(EXERCISE DATA begins)

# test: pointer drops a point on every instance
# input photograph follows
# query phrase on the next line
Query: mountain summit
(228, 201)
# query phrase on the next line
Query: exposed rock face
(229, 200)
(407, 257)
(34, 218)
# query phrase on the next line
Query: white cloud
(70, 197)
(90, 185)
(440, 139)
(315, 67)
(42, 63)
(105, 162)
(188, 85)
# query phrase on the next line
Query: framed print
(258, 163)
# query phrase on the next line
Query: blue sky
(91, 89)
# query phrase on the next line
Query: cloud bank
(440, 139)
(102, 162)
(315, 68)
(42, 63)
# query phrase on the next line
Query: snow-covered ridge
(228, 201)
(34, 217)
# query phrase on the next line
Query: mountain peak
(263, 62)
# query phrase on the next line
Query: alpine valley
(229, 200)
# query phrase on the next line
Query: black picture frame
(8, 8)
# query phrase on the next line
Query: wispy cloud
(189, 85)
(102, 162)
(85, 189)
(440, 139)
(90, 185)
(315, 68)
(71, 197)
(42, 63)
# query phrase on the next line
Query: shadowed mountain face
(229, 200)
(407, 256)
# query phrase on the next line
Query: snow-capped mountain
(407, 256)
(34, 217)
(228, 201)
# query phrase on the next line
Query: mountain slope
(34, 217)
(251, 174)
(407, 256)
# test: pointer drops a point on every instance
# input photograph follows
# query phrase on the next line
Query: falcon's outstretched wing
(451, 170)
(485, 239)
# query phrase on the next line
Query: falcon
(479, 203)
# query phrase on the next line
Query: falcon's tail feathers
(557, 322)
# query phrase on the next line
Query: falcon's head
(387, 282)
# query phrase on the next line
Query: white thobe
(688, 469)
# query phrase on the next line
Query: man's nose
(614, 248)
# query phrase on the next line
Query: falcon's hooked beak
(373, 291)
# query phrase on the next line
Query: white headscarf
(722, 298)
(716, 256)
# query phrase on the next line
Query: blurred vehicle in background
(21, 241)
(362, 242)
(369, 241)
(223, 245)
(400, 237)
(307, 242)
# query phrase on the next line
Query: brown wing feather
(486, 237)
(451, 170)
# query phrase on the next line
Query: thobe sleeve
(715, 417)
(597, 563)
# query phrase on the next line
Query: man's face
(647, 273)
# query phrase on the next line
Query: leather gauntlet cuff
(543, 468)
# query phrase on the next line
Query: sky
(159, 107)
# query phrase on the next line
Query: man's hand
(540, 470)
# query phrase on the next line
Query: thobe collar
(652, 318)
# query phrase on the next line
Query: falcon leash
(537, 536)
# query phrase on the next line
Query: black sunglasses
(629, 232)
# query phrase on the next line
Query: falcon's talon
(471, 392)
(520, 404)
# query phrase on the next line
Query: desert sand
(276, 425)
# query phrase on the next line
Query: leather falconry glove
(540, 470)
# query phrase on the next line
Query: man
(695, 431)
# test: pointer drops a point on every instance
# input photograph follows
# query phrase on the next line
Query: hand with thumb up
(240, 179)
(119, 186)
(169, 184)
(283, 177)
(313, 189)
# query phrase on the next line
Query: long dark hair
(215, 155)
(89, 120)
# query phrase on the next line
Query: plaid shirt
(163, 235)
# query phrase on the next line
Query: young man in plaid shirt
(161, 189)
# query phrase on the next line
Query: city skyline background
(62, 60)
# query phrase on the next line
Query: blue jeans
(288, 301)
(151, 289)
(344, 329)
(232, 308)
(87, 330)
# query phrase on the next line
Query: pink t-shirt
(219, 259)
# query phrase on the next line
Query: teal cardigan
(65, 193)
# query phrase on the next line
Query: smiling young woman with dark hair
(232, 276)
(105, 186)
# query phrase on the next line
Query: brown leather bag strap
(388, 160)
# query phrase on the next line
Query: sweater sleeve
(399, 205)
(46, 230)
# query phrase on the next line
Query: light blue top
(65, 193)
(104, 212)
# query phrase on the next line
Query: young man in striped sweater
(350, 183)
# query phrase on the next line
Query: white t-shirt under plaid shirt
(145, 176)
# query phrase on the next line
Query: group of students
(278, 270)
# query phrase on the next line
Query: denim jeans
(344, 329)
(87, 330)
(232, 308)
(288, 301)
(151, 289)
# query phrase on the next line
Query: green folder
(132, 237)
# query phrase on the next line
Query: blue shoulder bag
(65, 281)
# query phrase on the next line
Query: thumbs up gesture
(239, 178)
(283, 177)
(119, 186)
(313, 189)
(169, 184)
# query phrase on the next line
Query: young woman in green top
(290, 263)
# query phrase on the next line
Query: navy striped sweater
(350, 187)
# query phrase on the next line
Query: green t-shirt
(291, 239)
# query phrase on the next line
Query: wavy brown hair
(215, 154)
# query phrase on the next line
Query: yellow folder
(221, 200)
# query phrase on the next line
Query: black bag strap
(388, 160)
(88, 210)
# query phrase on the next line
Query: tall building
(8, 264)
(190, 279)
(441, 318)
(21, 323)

(EXERCISE DATA ends)

■ **ABOUT THIS TASK**: Each line above must be returned exactly as written.

■ **YOUR RESPONSE**:
# test: pointer drops a point on every instance
# input photograph follows
# query phrase on the next line
Query: mountain summit
(228, 201)
# query phrase on the next line
Query: exposed rock face
(229, 200)
(407, 257)
(34, 218)
# query phrase on the next line
Query: white cloud
(70, 197)
(90, 185)
(440, 139)
(315, 67)
(42, 63)
(105, 162)
(188, 85)
# query phrase on the next line
Query: framed print
(258, 163)
# query phrase on the next line
Query: blue sky
(91, 89)
# query phrase on the next line
Query: cloud bank
(440, 139)
(102, 162)
(315, 68)
(42, 63)
# query phrase on the next line
Query: snow-covered ridge
(228, 201)
(34, 217)
# query phrase on the next line
Query: mountain peak
(263, 62)
# query phrase on the next line
Query: alpine valley
(229, 200)
# query phrase on the next line
Query: black picture frame
(8, 8)
# query phrase on the next line
Query: wispy cloud
(189, 85)
(102, 162)
(85, 189)
(440, 139)
(90, 185)
(315, 68)
(71, 197)
(42, 63)
# query phrase on the next line
Query: shadowed mountain face
(229, 200)
(407, 256)
# query phrase on the next line
Query: snow-capped mountain
(407, 256)
(34, 217)
(228, 201)
# query phrase on the next line
Query: mountain slope
(34, 217)
(251, 174)
(407, 256)
# test: pointer drops a point on every instance
# input photograph follows
# query phrase on the next line
Query: falcon's outstretched wing
(451, 170)
(485, 239)
# query phrase on the next line
Query: falcon
(479, 203)
# query phrase on the next line
Query: falcon's tail feathers
(557, 322)
# query phrase on the next line
Query: falcon's head
(387, 282)
# query phrase on the next line
Query: white thobe
(688, 469)
# query phrase on the next line
Query: man's nose
(614, 248)
# query phrase on the next line
Query: falcon's hooked beak
(373, 291)
# query phrase on the next line
Query: white headscarf
(722, 298)
(716, 256)
# query phrase on the next line
Query: blurred vehicle in background
(21, 241)
(362, 242)
(369, 241)
(223, 245)
(400, 237)
(307, 242)
# query phrase on the next line
Query: brown wing feather
(486, 237)
(451, 170)
# query phrase on the next line
Query: thobe sleeve
(715, 417)
(597, 563)
# query phrase on the next line
Query: man's face
(647, 273)
# query phrase on the next line
Query: leather gauntlet cuff
(543, 468)
# query phrase on the next line
Query: sky
(159, 107)
# query phrase on the next line
Query: man's hand
(540, 470)
# query phrase on the next line
Query: thobe collar
(652, 318)
# query phrase on the next line
Query: falcon leash
(537, 536)
# query phrase on the next line
Query: black sunglasses
(629, 232)
# query phrase on the next line
Query: falcon's talon
(471, 392)
(520, 404)
# query phrase on the next line
Query: desert sand
(276, 425)
# query phrase on the next line
Query: leather falconry glove
(540, 470)
# query phrase on the next line
Query: man
(695, 431)
# test: pointer drops a point on every instance
# input photograph follows
# query phrase on the next line
Query: hand with thumb up
(240, 179)
(119, 186)
(169, 184)
(283, 177)
(313, 189)
# query phrase on the next line
Query: long dark hair
(215, 155)
(89, 120)
# query phrase on the next line
Query: plaid shirt
(163, 235)
# query phrase on the next line
Query: young man in plaid shirt
(161, 189)
# query phrase on the next line
Query: city skyline background
(62, 60)
# query phrase on the next line
Query: blue jeans
(288, 301)
(151, 289)
(344, 329)
(232, 308)
(87, 330)
# query phrase on the next line
Query: pink t-shirt
(219, 259)
# query phrase on the next line
Query: teal cardigan
(65, 193)
# query phrase on the next line
Query: smiling young woman with dark hair
(232, 276)
(105, 186)
# query phrase on the next line
Query: brown leather bag strap
(388, 160)
# query phrase on the next line
Query: sweater sleeve
(399, 205)
(46, 230)
# query phrase on the next line
Query: light blue top
(65, 193)
(104, 212)
# query phrase on the next line
Query: young man in striped sweater
(350, 183)
# query phrase on the next line
Query: white t-shirt under plaid shirt
(145, 176)
# query phrase on the next line
Query: group of students
(278, 270)
# query phrase on the next line
Query: denim jeans
(344, 329)
(87, 330)
(232, 308)
(288, 301)
(151, 289)
# query phrase on the next line
Query: green folder
(132, 237)
# query phrase on the next line
Query: blue shoulder bag
(65, 281)
# query phrase on the next line
Query: thumbs up gesture
(239, 178)
(283, 177)
(119, 186)
(313, 189)
(169, 184)
# query phrase on the next line
Query: young woman in green top
(290, 263)
# query phrase on the next line
Query: navy striped sweater
(350, 187)
# query phrase on the next line
Query: green t-shirt
(291, 239)
# query phrase on the next line
Query: wavy brown hair
(215, 154)
# query phrase on the next line
Query: yellow folder
(221, 200)
# query phrase on the next line
Query: black bag strap
(388, 160)
(88, 210)
# query phrase on the next line
Query: tall building
(8, 264)
(190, 279)
(441, 318)
(21, 323)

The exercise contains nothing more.